* _Work order_: Repeat the data exactly, so that every line matches the original.

----------------

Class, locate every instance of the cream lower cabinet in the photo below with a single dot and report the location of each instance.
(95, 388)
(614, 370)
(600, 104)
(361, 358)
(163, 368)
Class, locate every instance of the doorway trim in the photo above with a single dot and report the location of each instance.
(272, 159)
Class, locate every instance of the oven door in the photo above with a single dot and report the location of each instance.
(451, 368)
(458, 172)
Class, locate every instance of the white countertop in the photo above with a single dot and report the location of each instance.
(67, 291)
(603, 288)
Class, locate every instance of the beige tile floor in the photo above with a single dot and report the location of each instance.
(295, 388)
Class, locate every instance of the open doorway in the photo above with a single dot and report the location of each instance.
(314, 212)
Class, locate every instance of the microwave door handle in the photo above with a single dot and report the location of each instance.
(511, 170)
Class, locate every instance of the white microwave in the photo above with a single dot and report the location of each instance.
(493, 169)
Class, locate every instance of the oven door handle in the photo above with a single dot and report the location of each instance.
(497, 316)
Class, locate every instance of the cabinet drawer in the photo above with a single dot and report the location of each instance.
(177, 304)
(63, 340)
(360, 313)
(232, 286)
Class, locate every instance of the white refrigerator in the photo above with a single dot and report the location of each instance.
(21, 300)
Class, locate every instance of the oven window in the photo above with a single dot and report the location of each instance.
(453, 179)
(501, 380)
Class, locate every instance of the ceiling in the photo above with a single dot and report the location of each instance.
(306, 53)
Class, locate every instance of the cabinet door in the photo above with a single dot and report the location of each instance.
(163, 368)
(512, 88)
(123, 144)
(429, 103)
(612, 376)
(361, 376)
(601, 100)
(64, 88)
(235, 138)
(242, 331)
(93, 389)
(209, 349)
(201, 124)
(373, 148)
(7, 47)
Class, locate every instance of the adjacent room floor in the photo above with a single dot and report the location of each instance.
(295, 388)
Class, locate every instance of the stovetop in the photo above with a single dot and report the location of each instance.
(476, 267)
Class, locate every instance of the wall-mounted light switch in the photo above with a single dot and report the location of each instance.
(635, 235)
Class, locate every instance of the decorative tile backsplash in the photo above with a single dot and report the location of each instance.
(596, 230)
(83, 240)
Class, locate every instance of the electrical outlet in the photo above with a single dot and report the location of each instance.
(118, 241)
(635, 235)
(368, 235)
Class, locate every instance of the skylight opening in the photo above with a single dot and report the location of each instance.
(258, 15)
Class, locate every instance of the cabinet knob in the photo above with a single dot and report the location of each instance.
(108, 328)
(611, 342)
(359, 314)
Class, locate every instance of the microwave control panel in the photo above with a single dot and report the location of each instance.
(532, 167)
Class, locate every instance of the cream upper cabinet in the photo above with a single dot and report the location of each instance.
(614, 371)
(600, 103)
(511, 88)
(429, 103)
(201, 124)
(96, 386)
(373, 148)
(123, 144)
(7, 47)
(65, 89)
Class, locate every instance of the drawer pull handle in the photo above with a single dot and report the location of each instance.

----------------

* _Task result_:
Class, locate every instance of the cream lower cabinet in the photo below with a single dot and report the location of each instance.
(95, 388)
(614, 370)
(600, 104)
(361, 358)
(163, 368)
Class, locate every instance of the doorway trim in the photo above with a single dot and report the location of each instance.
(272, 159)
Class, locate every instance of the oven door in the photo above with a single dot and report the location of each instance.
(451, 368)
(458, 172)
Class, locate every instance of the white countertop in the photo above with a single dot and report the location of each instance.
(67, 291)
(603, 288)
Class, locate every instance of the beige tile floor in the photo above with a single dot and report the location of each instance.
(295, 388)
Class, locate every instance of the open doorway in the photo above with a single dot and report the location of each instance.
(314, 212)
Class, locate every instance of the microwave door handle in the photo above with a single dot and report the location of each instance.
(511, 170)
Class, locate every instance of the white microwave in the photo above with a single dot and report the location of each instance.
(493, 169)
Class, locate every instance of the oven door handle in the photo above with a single dot and report the location of each instance.
(497, 316)
Class, locate every instance of the cabinet drawer in the photo above with a single dot and report the location of each instance.
(177, 304)
(63, 340)
(360, 313)
(232, 286)
Class, locate every instance of the white refrigerator in the photo above with a single dot and report the location of each instance.
(21, 300)
Class, locate every instance of the oven window in the photo above with a single dot and report the location of each instance.
(453, 179)
(501, 380)
Class, locate every instance of the ceiling in the photo above with a single dot and report the location of each instance.
(306, 53)
Class, locate every instance of the cabinet door in the photo above with a single dot and report the location of each instance.
(163, 368)
(512, 88)
(123, 144)
(429, 103)
(612, 376)
(361, 376)
(601, 100)
(64, 88)
(235, 138)
(242, 331)
(93, 389)
(209, 349)
(201, 124)
(373, 148)
(7, 47)
Class, locate every instance of the adjacent room floor in the photo above with a single dot and report the location of each instance.
(295, 388)
Class, locate every instance of the stovetop in the photo above with a single dot and report the location of each instance.
(476, 267)
Class, locate every instance of the wall-mounted light switch in the photo above with a single dot and report the location of each instance.
(635, 235)
Class, locate every instance of the decorative tile backsplash in the photo above with a single dot and report the location of each instance.
(596, 230)
(83, 240)
Class, locate every instance of the electrical outlet in the photo above with a single dot and report the location of each instance.
(118, 241)
(635, 235)
(368, 235)
Class, locate every instance of the skylight opening in the photo above with a single dot and report the location of each instance.
(258, 15)
Class, locate every instance of the cabinet knob in the photo above with a single dot and report the location of each instance.
(108, 328)
(611, 342)
(359, 314)
Class, locate every instance of the microwave control panel in the photo above with a single dot and report the location of each instance.
(532, 167)
Class, locate every instance of the cream upper cabinet in the photo above with a single dot and report the location of each instance.
(614, 371)
(600, 103)
(511, 88)
(429, 103)
(201, 124)
(96, 386)
(373, 148)
(123, 144)
(7, 47)
(65, 89)
Class, locate every instance of the drawer pull handle in the photo above with a single dot and report the location of each instance.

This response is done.